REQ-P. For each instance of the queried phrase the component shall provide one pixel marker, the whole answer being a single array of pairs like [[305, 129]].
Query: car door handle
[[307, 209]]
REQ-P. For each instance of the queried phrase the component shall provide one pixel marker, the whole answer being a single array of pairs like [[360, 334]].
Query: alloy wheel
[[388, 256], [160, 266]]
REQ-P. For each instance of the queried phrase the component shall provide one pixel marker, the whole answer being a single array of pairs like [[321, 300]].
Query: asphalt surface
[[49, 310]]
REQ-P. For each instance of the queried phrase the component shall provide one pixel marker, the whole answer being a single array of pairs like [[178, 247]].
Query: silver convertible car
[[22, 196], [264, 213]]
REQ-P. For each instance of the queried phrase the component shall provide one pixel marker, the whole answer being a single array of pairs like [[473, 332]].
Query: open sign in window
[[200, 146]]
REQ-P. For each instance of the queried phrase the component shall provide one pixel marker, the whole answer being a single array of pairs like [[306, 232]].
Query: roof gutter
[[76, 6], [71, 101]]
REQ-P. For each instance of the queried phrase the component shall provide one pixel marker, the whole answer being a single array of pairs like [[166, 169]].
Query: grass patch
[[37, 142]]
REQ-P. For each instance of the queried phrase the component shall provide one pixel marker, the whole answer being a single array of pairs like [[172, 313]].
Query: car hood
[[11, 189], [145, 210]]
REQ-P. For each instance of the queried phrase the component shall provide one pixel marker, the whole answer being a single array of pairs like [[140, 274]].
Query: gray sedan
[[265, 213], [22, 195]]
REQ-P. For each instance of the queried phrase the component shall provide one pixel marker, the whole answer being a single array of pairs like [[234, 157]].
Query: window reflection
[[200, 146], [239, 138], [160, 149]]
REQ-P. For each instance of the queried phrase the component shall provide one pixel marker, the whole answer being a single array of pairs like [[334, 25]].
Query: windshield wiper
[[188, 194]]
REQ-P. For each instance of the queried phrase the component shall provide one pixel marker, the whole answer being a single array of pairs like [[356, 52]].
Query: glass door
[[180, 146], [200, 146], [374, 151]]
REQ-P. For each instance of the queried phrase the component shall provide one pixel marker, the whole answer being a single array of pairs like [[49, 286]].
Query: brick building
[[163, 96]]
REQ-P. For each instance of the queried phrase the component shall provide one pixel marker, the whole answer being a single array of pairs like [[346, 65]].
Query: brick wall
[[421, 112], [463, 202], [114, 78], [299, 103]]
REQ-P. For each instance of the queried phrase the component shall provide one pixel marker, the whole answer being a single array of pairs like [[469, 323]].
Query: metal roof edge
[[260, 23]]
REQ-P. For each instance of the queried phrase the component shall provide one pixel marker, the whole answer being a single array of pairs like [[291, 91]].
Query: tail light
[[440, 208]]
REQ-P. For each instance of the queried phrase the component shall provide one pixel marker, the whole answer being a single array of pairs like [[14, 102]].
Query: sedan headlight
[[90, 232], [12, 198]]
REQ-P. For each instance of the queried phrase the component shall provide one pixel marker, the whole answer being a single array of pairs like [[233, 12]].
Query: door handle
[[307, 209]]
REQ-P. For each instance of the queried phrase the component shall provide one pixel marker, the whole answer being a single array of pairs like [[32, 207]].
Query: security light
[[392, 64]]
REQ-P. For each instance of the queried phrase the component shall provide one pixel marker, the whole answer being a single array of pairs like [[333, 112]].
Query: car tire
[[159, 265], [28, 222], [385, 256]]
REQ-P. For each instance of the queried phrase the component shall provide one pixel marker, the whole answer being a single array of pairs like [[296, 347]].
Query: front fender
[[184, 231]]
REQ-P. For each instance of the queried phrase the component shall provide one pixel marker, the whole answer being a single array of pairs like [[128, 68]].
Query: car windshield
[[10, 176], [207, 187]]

○ ○ ○ ○

Lay out every line of the entries above as a numbered list, and leave out any blank lines.

1. REQ-P. For each instance of the queried phrase the component shall provide one pixel marker, the whole answer being a single array of pairs like [[305, 129]].
2. Query: car door handle
3. [[307, 209]]
4. REQ-P. For each instance of the queried phrase the component shall provide one pixel marker, the whole answer being a single array of pairs like [[360, 334]].
5. Query: alloy wheel
6. [[388, 256], [160, 266]]
7. REQ-P. For each instance of the queried phrase the component shall provide one pixel marker, the whole answer being a single array of pairs like [[321, 300]].
8. Query: asphalt surface
9. [[49, 310]]
10. REQ-P. For each instance of the queried phrase the component shall provide one pixel marker, the whole answer being a single array of pairs like [[178, 247]].
11. Query: silver convertible car
12. [[22, 196], [264, 213]]
13. REQ-P. For each instance of the queried phrase the component shall provide one pixel marker, the whole answer being a single array of pairs like [[473, 332]].
14. Query: open sign in window
15. [[200, 146]]
16. REQ-P. For each instance of the queried phrase the component shall provide one pixel marker, the whole answer being a single array of pairs like [[306, 232]].
17. Query: roof gutter
18. [[76, 6], [71, 101]]
19. REQ-P. For each instance of the queried phrase the component shall provide one pixel marker, the whole answer being a single array of pairs like [[166, 169]].
20. Query: grass patch
21. [[37, 142]]
22. REQ-P. For each instance of the queried phrase the component shall provide one pixel marker, the whole answer being a single array of pairs like [[172, 313]].
23. Query: car hood
24. [[11, 189], [145, 210]]
25. REQ-P. For each instance of the queried phrase the component shall provide one pixel marker, the whole answer being a single array of pairs like [[140, 274]].
26. Query: gray sedan
27. [[265, 213], [22, 195]]
28. REQ-P. For each instance of the queried phrase the component shall provide one pixel marker, the whole answer being a single array of pairs like [[234, 157]].
29. Query: window reflection
30. [[200, 146], [239, 138], [160, 149]]
31. REQ-P. For each instance of the queried phrase the component shall provide one pixel marker, the whole answer being a single array of pairs like [[334, 25]].
32. Query: windshield wiper
33. [[188, 194]]
34. REQ-P. For each instance of the queried phrase the component shall provide one pixel marker, the whole answer being a single array of pairs like [[356, 52]].
35. Query: glass door
36. [[180, 146], [200, 146], [374, 151]]
37. REQ-P. For each instance of the queried phrase the component shall provide one pixel marker, the whole answer being a single array of pairs like [[49, 286]].
38. Query: brick building
39. [[163, 96]]
40. REQ-P. For each instance of the queried phrase the component shall provide one pixel marker, the whole answer being a single array of pairs like [[346, 65]].
41. Query: brick wall
42. [[421, 112], [463, 202], [114, 78], [299, 103]]
43. REQ-P. For each instance of the queried phrase the component shall provide one pixel marker, the whole answer being a single array of pairs like [[469, 323]].
44. Query: metal roof edge
45. [[260, 23]]
46. REQ-P. For each instance of the queried phrase the component shall provide one pixel marker, the whole answer being a single array of pairs like [[291, 91]].
47. Query: tail light
48. [[440, 208]]
49. REQ-P. For each instance of the queried phrase the component shall provide one pixel marker, the whole answer being a single array of pairs like [[14, 102]].
50. Query: sedan headlight
51. [[90, 232], [12, 198]]
52. REQ-P. For each instance of the queried phrase the component shall provide one pixel marker, the whole answer being a single array of pairs like [[233, 12]].
53. Query: door handle
54. [[307, 209]]
55. REQ-P. For each instance of the queried phrase the component shall provide one pixel marker, the whole answer being a single array of pairs like [[32, 207]].
56. Query: security light
57. [[392, 64]]
58. REQ-P. For each instance of the queried phrase the component shall provide one pixel marker, the whole answer being a single array of pairs like [[333, 112]].
59. Query: car tire
60. [[159, 265], [28, 222], [385, 256]]
61. REQ-P. For each instance of the queried phrase the component shall provide one pixel marker, the whole answer being a single array of pairs like [[296, 347]].
62. Query: front fender
63. [[184, 231]]
64. REQ-P. For each instance of the queried phrase the component shall provide one pixel marker, the whole answer being a single array of pairs like [[128, 68]].
65. Query: car windshield
66. [[10, 176], [207, 187]]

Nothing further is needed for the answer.